# Task:
Make an exact copy of the records below, excluding images.

(Stored items from a collection)
────────────────────

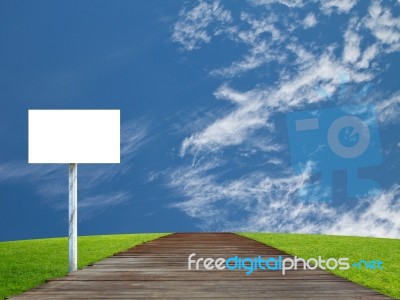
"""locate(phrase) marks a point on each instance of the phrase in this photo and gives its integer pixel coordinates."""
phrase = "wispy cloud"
(192, 29)
(384, 26)
(288, 3)
(310, 21)
(50, 181)
(340, 6)
(271, 204)
(262, 200)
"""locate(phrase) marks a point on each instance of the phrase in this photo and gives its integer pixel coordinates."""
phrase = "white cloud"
(341, 6)
(351, 51)
(192, 29)
(288, 3)
(50, 181)
(368, 55)
(266, 202)
(262, 38)
(254, 107)
(270, 204)
(384, 26)
(309, 21)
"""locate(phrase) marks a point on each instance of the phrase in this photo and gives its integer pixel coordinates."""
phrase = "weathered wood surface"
(159, 269)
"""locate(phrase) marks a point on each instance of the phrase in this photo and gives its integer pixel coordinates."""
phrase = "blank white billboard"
(74, 136)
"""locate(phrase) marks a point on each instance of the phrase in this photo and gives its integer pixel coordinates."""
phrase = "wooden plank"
(158, 270)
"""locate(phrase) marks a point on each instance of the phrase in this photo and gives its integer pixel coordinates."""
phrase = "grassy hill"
(386, 281)
(26, 264)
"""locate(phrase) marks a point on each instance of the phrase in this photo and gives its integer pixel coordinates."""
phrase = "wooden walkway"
(159, 269)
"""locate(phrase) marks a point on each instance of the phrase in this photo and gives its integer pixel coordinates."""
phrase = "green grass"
(26, 264)
(306, 246)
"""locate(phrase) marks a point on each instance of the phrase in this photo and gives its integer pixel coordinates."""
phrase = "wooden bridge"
(159, 269)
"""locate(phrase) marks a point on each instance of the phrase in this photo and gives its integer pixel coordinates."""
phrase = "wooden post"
(73, 207)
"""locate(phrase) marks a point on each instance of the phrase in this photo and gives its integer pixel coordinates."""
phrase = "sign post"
(96, 139)
(73, 218)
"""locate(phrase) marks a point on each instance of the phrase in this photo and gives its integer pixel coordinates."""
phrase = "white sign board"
(74, 136)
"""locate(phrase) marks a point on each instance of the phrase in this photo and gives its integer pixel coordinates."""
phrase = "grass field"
(386, 281)
(26, 264)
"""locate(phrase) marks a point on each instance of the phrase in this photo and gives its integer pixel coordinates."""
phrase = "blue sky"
(209, 92)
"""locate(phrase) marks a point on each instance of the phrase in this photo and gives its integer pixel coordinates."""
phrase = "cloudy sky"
(259, 115)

────────────────────

# Problem solution:
"""locate(phrase) marks a point on each instance of the phrase in this photo and gives its integer pixel coordinates."""
phrase = "wispy cloud"
(192, 29)
(384, 26)
(288, 3)
(310, 21)
(50, 181)
(340, 6)
(271, 204)
(262, 200)
"""locate(phrase) marks a point on each instance of the phrase in this photo and gives its integer pixel coordinates."""
phrase = "white cloud"
(341, 6)
(351, 51)
(192, 29)
(288, 3)
(50, 181)
(368, 55)
(266, 202)
(262, 38)
(254, 107)
(270, 204)
(384, 26)
(309, 21)
"""locate(phrase) marks a point on each instance of the phrase in this photo and gives its integer pixel coordinates."""
phrase = "weathered wood surface"
(159, 269)
"""locate(phrase) marks a point on each instance of the phrase in this photo and gives its integer pixel coordinates."""
phrase = "blank white billboard"
(74, 136)
"""locate(phrase) marks a point on each instance of the phrase in this photo and gives its integer pixel coordinates."""
phrase = "wooden plank"
(158, 270)
"""locate(phrase) marks a point on each instance of the phrase in this photo and gives its integer pixel coordinates."""
phrase = "grassy hill"
(386, 281)
(26, 264)
"""locate(phrase) marks a point on each instance of the phrase in this photo and gives its integer pixel coordinates."""
phrase = "wooden walkway"
(159, 269)
"""locate(phrase) marks a point on each instance of the phrase in this photo and gives its integer pixel coordinates."""
phrase = "green grass"
(26, 264)
(306, 246)
"""locate(phrase) marks a point on each instance of the phrase in this photo and gives its integer pixel coordinates."""
phrase = "wooden bridge"
(159, 269)
"""locate(phrase) marks a point on each instance of the phrase in this photo and gives its integer pixel coordinates."""
phrase = "wooden post"
(73, 207)
"""locate(phrase) marks a point on each instance of the phrase in this photo and gives its integer pixel coordinates."""
phrase = "sign post"
(96, 139)
(73, 218)
"""locate(phrase) marks a point on each instance of the phrase in this photo and gives its integer pixel coordinates."""
phrase = "white sign board"
(74, 136)
"""locate(phrase) marks a point on each instance of the phrase in this photo and gives its integer pixel coordinates."""
phrase = "grass field"
(386, 281)
(26, 264)
"""locate(phrase) marks a point on each instance of the phrase in this photo and gives its integer pixel coordinates."""
phrase = "blue sky"
(209, 92)
"""locate(phrase) marks a point on each instance of the phrase in this photo and gives its integer pixel coordinates."""
phrase = "cloudy sky"
(259, 115)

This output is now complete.